(Referring expression pointing data)
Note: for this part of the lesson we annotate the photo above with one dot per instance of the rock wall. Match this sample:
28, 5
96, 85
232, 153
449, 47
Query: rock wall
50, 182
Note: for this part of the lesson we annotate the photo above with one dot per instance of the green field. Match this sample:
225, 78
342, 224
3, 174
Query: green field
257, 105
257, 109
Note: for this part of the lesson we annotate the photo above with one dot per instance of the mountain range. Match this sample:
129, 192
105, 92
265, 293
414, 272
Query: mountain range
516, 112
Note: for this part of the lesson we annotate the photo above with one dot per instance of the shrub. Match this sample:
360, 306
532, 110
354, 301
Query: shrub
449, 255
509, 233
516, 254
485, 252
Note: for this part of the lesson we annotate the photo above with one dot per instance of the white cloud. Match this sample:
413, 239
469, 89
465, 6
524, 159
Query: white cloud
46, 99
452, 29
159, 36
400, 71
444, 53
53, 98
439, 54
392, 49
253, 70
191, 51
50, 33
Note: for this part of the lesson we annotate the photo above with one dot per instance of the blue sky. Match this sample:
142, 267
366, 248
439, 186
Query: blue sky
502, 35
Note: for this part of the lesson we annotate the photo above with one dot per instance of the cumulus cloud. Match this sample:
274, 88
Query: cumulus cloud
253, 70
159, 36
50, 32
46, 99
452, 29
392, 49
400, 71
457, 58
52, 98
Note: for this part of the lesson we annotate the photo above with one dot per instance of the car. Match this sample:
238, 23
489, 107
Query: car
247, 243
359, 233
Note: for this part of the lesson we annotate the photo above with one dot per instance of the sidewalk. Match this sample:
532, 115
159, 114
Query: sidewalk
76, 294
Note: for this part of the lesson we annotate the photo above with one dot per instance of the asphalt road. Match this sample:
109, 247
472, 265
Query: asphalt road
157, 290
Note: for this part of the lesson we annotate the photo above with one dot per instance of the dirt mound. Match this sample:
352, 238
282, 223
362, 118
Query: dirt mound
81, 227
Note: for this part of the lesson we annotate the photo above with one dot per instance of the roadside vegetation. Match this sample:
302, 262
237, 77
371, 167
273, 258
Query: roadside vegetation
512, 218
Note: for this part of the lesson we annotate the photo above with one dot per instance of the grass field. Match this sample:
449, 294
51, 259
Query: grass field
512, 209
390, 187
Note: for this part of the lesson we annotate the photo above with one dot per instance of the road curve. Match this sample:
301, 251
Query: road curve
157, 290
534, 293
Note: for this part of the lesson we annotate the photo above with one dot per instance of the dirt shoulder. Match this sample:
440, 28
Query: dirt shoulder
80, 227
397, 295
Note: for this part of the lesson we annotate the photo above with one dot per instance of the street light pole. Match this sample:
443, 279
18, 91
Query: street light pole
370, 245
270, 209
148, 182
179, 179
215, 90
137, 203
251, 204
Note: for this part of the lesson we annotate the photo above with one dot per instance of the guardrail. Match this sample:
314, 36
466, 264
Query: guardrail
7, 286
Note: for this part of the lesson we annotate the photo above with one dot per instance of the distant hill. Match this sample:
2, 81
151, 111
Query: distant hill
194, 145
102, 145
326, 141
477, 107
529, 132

### [Your assignment]
Output each entry exactly. Leave none out.

### [Result below]
Note: for this part of the lesson we annotate the photo above with one dot per instance of the rock wall. Match this sample:
28, 5
96, 85
232, 153
449, 47
Query: rock wall
50, 182
Note: for this part of the lesson we annotate the photo above with one dot per instance of the green field. Match this sample:
225, 78
342, 224
3, 174
Query: green field
257, 105
257, 109
Note: for this part of the lesson we annotate the photo above with one dot per instance of the mountain range. Match this sample:
129, 192
105, 92
265, 293
414, 272
Query: mountain range
516, 112
Note: for this part of the lesson we annotate the photo above with one dot per instance of the shrub. Match this sample:
360, 306
532, 110
354, 301
Query: shrub
449, 255
509, 233
516, 254
485, 252
Note: for this part of the lesson we annotate the photo above with one dot per instance of the white cloud. Match this sample:
413, 239
469, 89
465, 6
524, 159
Query: white cloud
46, 99
452, 29
159, 36
400, 71
444, 53
53, 98
439, 54
392, 49
253, 70
191, 51
50, 33
Note: for this part of the lesson we annotate the photo above with one dot per instance of the blue sky. Match this sample:
142, 267
366, 248
439, 186
Query: blue sky
502, 35
Note: for this part of the lesson we annotate the photo above with one dot per instance of the cumulus cloud. Match this sample:
274, 88
Query: cumulus cloud
253, 70
159, 36
50, 32
46, 99
452, 29
392, 49
400, 71
457, 58
52, 98
Note: for this part of the lesson we annotate the photo above with one dot per instance of the car. Match this sample:
238, 23
489, 107
Query: car
247, 243
359, 233
Note: for this part of the lesson we annotate the photo above with one dot per instance of the sidewalk. Match this sample:
532, 115
159, 114
Query: sidewalk
76, 294
Note: for this part of the lesson we annotate the photo above with one dot per instance of the asphalt road. Match this sample:
109, 247
472, 265
Query: asphalt road
157, 290
Note: for this part of the lesson we annotate the photo above with one dot per instance of the dirt mound. Match this sample:
352, 238
282, 223
362, 118
Query: dirt mound
81, 227
Note: for this part of the lesson we annotate the photo above with one dot per instance of the roadside vegetation. Match this sample:
302, 262
237, 77
371, 167
273, 258
Query: roadside vegetation
512, 218
Note: for this part of the lesson we annotate the photo above with one dot per instance of the grass field. Match this sample:
449, 294
51, 259
Query: grass field
512, 209
390, 187
Note: for this part of the lesson we annotate the photo above with one dot per instance of the road curve. Match this sample:
301, 251
Query: road curve
157, 290
534, 293
Note: for this part of the lesson we annotate the photo above with one dot per instance of the dirt shoulder. Match this sample:
440, 28
Query: dirt shoulder
80, 227
397, 295
Note: for this part of the lesson we annotate the photo above with one dot per instance of the street light pole. Match this sample:
443, 279
18, 91
Query: street light pole
370, 245
270, 209
148, 182
179, 179
215, 90
137, 203
251, 204
Note: for this part of the lesson we annotate the photo above with one dot per instance of the guardrail. Match this sample:
314, 36
466, 264
Query: guardrail
7, 286
Note: for this part of the lesson we annotate the photo above with one dot per instance of the distant hill. Match this sample:
2, 81
151, 111
Query: distant hill
194, 145
102, 145
326, 141
477, 107
529, 132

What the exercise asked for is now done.